(STATED PROBLEM) State how many lines in the rows below contain the word "painted", counting only matches in the same case. Give the number alone.

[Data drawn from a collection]
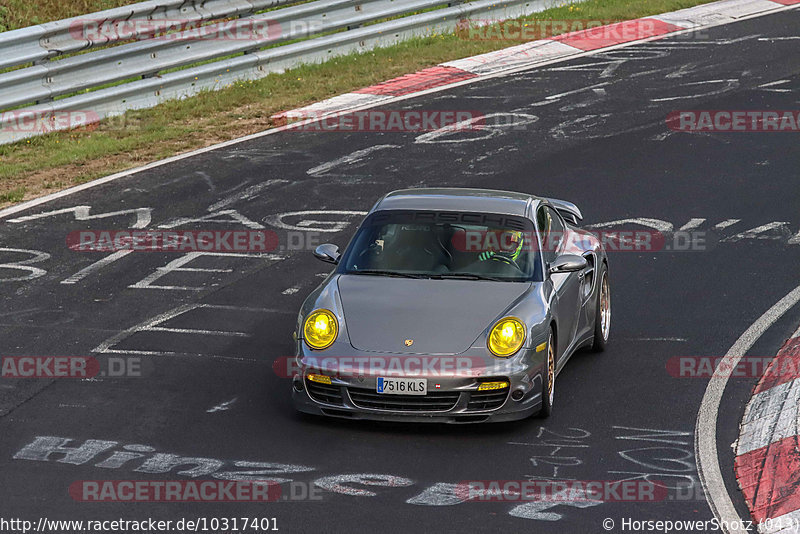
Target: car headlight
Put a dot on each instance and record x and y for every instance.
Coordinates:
(506, 337)
(320, 329)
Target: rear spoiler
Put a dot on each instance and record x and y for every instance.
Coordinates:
(568, 210)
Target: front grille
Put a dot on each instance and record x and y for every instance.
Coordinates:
(436, 401)
(487, 400)
(324, 393)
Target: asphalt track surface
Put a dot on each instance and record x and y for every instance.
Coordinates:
(599, 139)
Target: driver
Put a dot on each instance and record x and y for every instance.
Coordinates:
(515, 241)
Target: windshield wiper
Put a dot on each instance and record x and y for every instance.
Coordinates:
(466, 276)
(378, 272)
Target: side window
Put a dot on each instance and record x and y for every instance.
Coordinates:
(552, 228)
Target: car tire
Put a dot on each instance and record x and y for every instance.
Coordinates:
(549, 379)
(602, 315)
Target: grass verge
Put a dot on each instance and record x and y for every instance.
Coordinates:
(58, 160)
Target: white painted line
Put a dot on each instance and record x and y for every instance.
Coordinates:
(370, 103)
(223, 406)
(106, 345)
(243, 308)
(349, 159)
(96, 266)
(770, 416)
(141, 352)
(705, 439)
(248, 194)
(675, 339)
(197, 332)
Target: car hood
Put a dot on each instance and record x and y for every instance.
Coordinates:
(440, 316)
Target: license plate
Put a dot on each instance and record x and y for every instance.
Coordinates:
(402, 386)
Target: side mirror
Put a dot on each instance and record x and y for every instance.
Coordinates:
(329, 253)
(568, 263)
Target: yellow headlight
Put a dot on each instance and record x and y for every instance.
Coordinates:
(506, 337)
(320, 329)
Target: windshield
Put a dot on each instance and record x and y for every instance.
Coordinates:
(425, 244)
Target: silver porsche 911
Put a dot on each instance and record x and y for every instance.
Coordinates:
(452, 305)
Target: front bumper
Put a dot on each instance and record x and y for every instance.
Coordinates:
(451, 398)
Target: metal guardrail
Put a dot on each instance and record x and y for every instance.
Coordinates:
(147, 72)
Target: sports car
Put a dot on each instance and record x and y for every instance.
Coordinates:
(451, 305)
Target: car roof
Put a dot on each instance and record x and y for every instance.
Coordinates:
(459, 199)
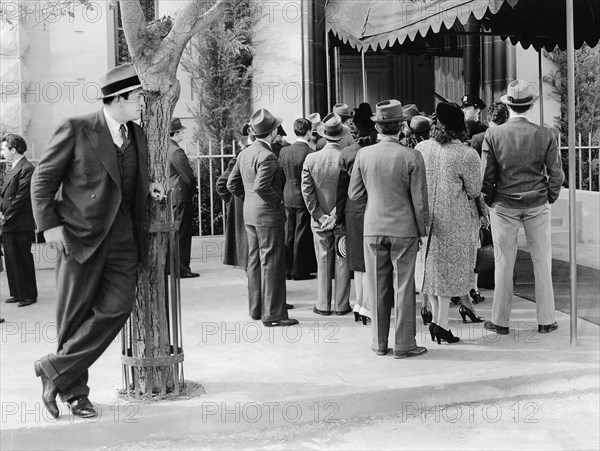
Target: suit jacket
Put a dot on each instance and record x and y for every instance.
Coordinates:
(319, 181)
(181, 175)
(393, 177)
(256, 179)
(81, 161)
(347, 139)
(522, 165)
(291, 160)
(15, 198)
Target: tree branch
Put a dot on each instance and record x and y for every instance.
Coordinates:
(134, 25)
(191, 18)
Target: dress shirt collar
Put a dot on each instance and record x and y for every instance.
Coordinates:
(113, 127)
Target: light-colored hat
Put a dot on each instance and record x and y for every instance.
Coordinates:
(520, 93)
(119, 80)
(388, 111)
(331, 128)
(263, 122)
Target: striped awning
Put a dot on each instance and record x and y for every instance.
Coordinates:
(377, 24)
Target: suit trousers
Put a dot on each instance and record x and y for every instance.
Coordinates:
(390, 264)
(20, 269)
(94, 300)
(183, 213)
(505, 224)
(330, 266)
(266, 272)
(299, 251)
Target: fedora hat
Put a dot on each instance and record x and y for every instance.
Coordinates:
(263, 122)
(315, 120)
(451, 116)
(471, 100)
(388, 111)
(342, 110)
(420, 124)
(119, 80)
(176, 125)
(331, 128)
(410, 111)
(520, 93)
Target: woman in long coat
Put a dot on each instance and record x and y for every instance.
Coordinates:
(453, 184)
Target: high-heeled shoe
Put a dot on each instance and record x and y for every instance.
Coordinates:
(426, 315)
(476, 296)
(443, 334)
(466, 311)
(432, 327)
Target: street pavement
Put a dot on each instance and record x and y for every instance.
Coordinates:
(246, 376)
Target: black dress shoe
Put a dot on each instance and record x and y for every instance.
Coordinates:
(321, 312)
(306, 277)
(495, 328)
(281, 322)
(547, 328)
(419, 350)
(49, 391)
(26, 302)
(82, 407)
(345, 312)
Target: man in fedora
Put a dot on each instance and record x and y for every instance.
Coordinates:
(472, 107)
(16, 222)
(299, 249)
(184, 185)
(89, 192)
(343, 111)
(522, 178)
(256, 179)
(392, 177)
(319, 188)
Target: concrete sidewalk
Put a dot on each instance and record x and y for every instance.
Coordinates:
(321, 370)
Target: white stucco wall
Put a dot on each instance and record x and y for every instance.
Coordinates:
(528, 69)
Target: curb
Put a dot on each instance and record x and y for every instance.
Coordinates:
(130, 422)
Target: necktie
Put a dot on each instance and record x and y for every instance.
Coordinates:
(123, 132)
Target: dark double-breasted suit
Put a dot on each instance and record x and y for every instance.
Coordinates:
(98, 195)
(300, 254)
(183, 183)
(393, 178)
(18, 229)
(256, 178)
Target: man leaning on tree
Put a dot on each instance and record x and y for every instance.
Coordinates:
(99, 164)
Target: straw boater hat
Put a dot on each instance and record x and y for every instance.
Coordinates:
(176, 125)
(388, 111)
(451, 116)
(520, 93)
(263, 122)
(342, 110)
(331, 128)
(119, 80)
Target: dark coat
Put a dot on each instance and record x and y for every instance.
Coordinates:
(236, 239)
(291, 160)
(15, 198)
(81, 158)
(181, 175)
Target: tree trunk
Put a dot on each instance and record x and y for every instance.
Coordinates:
(151, 335)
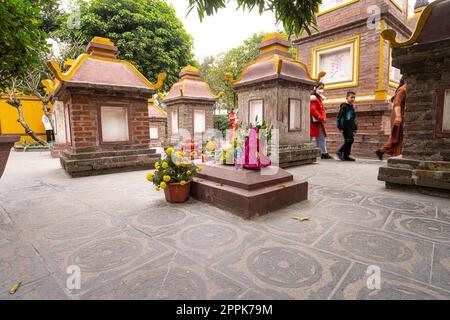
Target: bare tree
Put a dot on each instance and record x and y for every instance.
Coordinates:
(14, 101)
(31, 85)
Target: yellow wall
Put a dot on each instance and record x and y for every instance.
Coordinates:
(32, 111)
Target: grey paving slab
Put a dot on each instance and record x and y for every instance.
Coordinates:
(283, 224)
(73, 229)
(142, 283)
(156, 221)
(209, 240)
(103, 259)
(19, 262)
(441, 266)
(42, 289)
(403, 255)
(44, 211)
(282, 269)
(187, 280)
(340, 194)
(430, 229)
(368, 215)
(171, 277)
(392, 287)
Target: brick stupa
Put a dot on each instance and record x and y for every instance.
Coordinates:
(424, 59)
(277, 88)
(105, 112)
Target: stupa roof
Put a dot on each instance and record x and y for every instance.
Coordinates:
(99, 67)
(274, 62)
(155, 111)
(433, 25)
(191, 86)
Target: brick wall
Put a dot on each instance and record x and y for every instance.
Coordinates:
(275, 95)
(374, 114)
(161, 124)
(427, 68)
(84, 119)
(186, 109)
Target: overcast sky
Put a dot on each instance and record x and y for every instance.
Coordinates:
(223, 31)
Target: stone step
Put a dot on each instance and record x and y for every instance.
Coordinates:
(250, 203)
(105, 165)
(108, 153)
(244, 179)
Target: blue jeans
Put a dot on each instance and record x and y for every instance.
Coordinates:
(321, 142)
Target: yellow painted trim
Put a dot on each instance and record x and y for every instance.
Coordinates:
(102, 40)
(316, 50)
(381, 61)
(274, 47)
(391, 35)
(357, 94)
(381, 94)
(66, 76)
(189, 69)
(161, 109)
(220, 95)
(21, 96)
(50, 85)
(335, 8)
(391, 83)
(274, 35)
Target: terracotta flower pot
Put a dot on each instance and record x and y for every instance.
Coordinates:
(176, 193)
(6, 143)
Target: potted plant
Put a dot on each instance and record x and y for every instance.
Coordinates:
(174, 174)
(6, 143)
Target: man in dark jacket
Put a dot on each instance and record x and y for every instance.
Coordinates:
(346, 122)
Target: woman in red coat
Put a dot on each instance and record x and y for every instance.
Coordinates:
(318, 119)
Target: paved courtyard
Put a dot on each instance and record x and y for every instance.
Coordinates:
(130, 244)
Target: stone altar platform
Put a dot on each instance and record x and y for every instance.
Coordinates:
(248, 193)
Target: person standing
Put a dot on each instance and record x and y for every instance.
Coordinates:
(318, 119)
(48, 128)
(394, 144)
(346, 122)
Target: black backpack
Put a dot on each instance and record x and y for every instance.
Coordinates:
(340, 119)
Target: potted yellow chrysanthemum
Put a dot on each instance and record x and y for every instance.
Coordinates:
(174, 175)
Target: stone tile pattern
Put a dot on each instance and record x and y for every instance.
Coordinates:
(130, 244)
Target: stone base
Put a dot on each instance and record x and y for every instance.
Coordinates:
(248, 193)
(82, 164)
(425, 176)
(57, 149)
(296, 155)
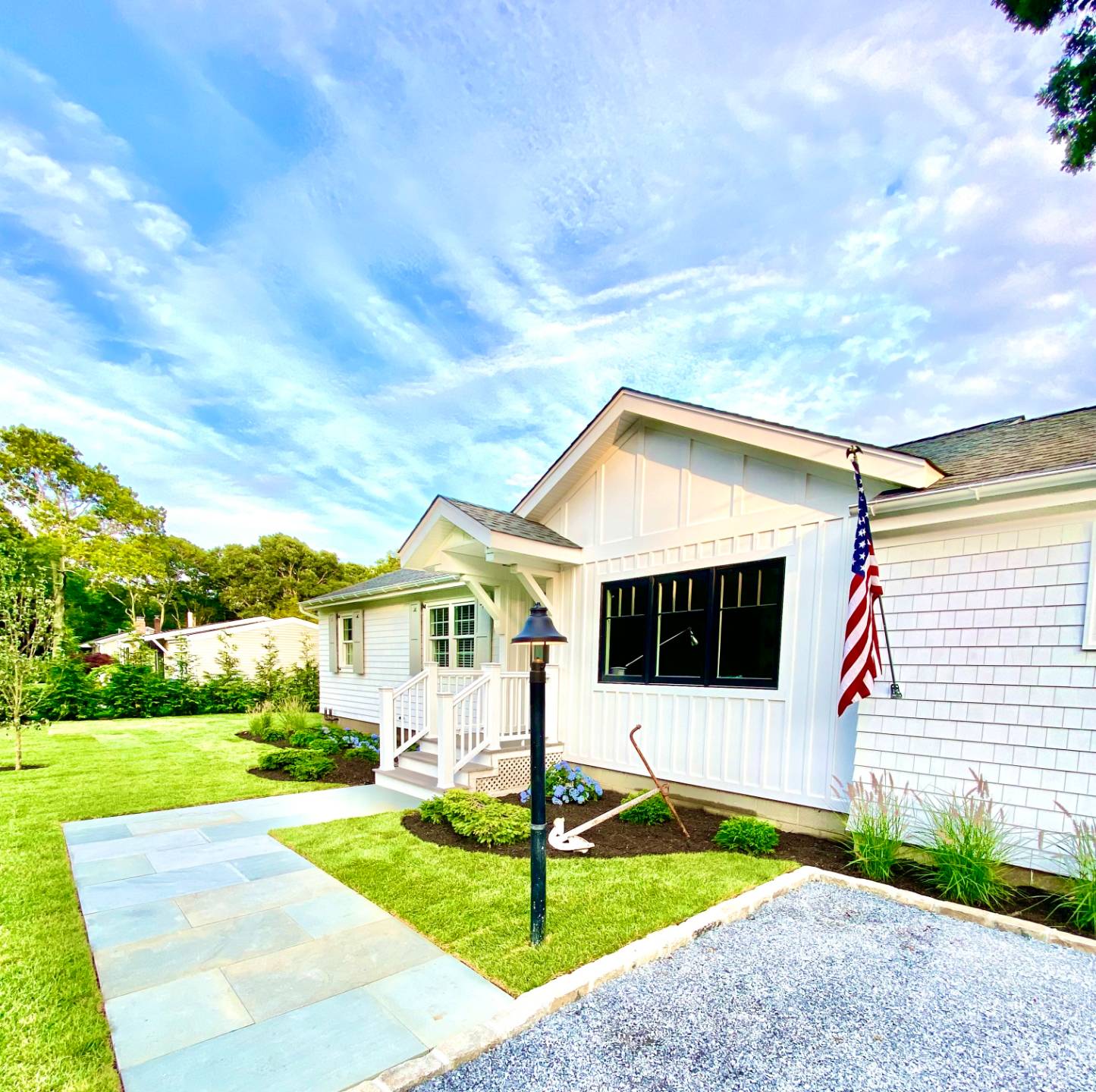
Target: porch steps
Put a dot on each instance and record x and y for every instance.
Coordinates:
(408, 782)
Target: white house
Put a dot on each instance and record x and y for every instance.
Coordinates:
(699, 562)
(247, 639)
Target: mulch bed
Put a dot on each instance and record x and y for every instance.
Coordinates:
(347, 771)
(616, 838)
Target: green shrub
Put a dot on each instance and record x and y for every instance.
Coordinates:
(650, 813)
(476, 815)
(746, 835)
(968, 843)
(308, 764)
(1080, 899)
(275, 759)
(877, 826)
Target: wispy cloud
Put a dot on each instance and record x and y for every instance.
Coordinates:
(455, 232)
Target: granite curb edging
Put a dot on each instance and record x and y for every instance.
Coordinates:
(542, 1001)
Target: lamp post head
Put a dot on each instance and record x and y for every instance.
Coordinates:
(539, 629)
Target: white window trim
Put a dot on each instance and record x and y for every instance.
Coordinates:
(1088, 633)
(452, 638)
(345, 663)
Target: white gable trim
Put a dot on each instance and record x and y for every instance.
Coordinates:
(627, 406)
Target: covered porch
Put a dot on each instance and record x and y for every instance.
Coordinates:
(467, 724)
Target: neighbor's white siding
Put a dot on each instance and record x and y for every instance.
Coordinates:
(248, 644)
(387, 662)
(664, 502)
(987, 632)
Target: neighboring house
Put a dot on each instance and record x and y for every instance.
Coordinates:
(246, 639)
(699, 562)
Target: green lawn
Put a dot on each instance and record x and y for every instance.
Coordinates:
(476, 905)
(53, 1034)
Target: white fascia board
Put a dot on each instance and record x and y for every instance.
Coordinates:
(438, 510)
(511, 546)
(366, 599)
(877, 463)
(1000, 498)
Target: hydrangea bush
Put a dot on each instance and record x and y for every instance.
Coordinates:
(567, 784)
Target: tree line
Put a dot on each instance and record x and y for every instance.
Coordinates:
(108, 560)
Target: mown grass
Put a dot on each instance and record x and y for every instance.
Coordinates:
(53, 1033)
(476, 905)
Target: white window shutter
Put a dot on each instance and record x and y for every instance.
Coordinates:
(360, 642)
(482, 651)
(334, 641)
(414, 639)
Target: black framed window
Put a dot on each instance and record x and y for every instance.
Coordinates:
(749, 606)
(625, 607)
(702, 626)
(681, 626)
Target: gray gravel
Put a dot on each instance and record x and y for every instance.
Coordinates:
(824, 990)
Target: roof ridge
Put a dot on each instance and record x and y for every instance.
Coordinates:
(966, 428)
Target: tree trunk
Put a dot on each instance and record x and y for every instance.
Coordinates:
(57, 575)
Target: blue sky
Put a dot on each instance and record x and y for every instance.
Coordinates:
(302, 265)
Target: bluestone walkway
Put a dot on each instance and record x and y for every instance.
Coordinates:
(231, 964)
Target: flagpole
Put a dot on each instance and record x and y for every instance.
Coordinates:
(896, 689)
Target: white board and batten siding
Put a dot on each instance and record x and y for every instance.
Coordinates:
(667, 502)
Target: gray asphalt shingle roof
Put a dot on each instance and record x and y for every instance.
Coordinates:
(386, 582)
(1009, 447)
(509, 524)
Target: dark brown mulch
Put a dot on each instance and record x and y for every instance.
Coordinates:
(617, 838)
(347, 771)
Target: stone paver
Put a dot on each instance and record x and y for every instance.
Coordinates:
(231, 963)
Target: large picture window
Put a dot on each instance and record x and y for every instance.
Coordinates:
(705, 626)
(453, 634)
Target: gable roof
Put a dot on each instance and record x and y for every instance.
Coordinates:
(396, 581)
(1010, 447)
(630, 406)
(497, 520)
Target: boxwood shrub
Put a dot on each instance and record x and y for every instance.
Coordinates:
(746, 835)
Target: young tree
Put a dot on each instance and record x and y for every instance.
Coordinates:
(1070, 93)
(47, 485)
(27, 639)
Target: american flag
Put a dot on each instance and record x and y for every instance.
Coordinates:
(861, 664)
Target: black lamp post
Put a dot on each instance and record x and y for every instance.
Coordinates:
(539, 632)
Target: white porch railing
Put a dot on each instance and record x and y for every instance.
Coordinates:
(469, 712)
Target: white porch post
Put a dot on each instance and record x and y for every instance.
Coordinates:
(387, 727)
(446, 742)
(430, 702)
(495, 709)
(551, 702)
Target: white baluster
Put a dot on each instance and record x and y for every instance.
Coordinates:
(387, 729)
(446, 742)
(551, 702)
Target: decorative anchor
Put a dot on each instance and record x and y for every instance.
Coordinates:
(571, 841)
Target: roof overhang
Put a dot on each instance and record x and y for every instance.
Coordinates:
(436, 522)
(628, 406)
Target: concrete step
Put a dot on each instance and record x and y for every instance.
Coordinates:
(426, 762)
(408, 782)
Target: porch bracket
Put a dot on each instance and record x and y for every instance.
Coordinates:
(482, 598)
(531, 584)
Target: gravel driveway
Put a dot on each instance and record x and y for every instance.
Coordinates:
(824, 990)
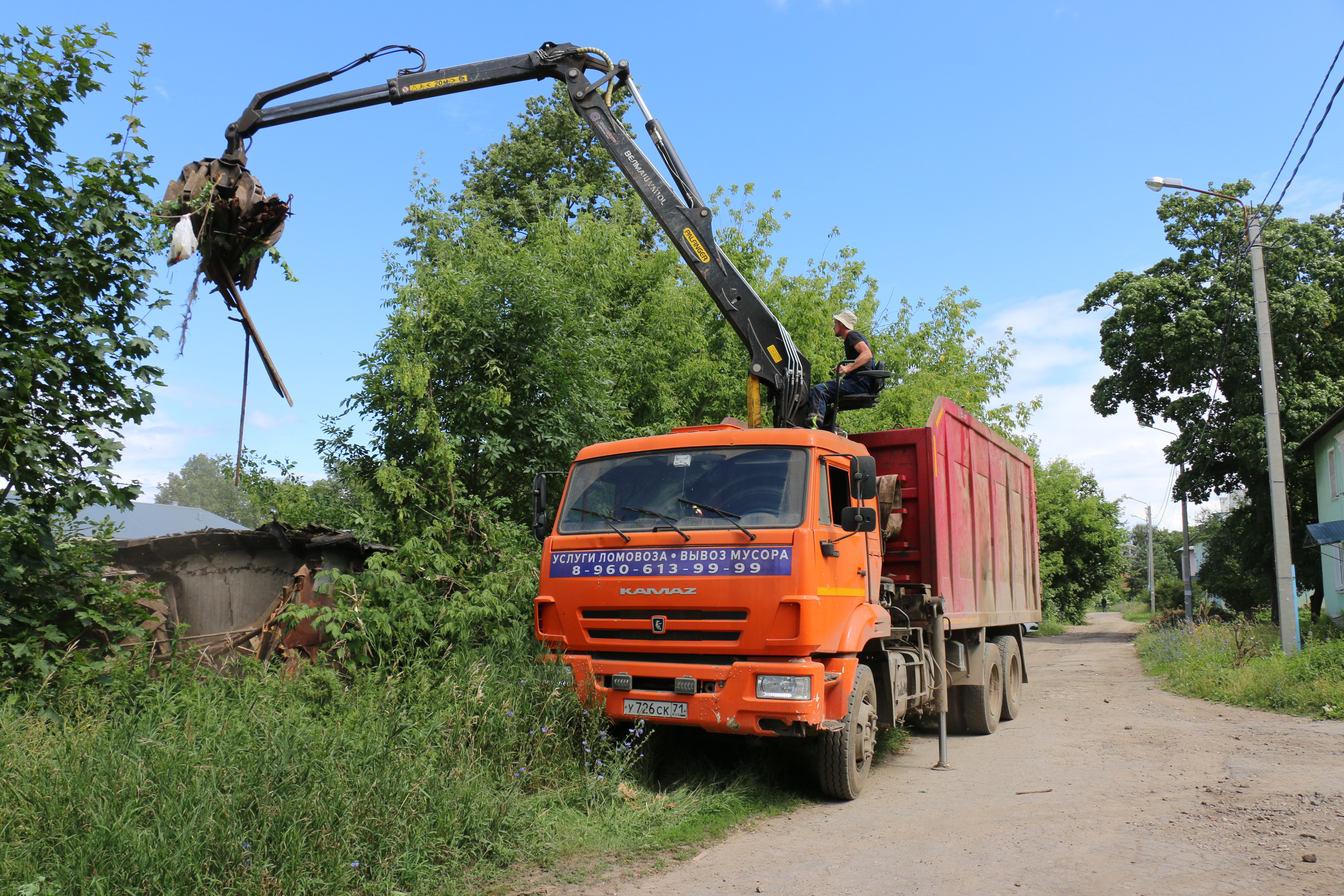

(RESULT OF THE TASK) 2